[Saved data entries]

━━━

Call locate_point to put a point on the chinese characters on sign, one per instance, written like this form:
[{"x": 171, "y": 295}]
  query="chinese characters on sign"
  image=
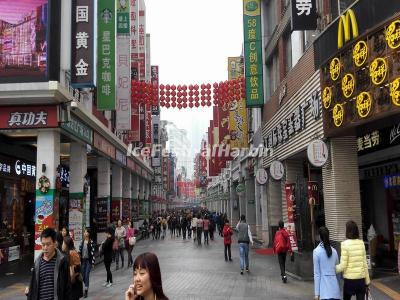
[
  {"x": 295, "y": 122},
  {"x": 304, "y": 15},
  {"x": 253, "y": 53},
  {"x": 82, "y": 43},
  {"x": 106, "y": 55}
]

━━━

-- Task objective --
Copy every line of the data where "chinese" is found.

-- Answer space --
Call locate_point to put a point on the chinese characters on sign, one per instance, written like this form:
  query="chinese characters on sign"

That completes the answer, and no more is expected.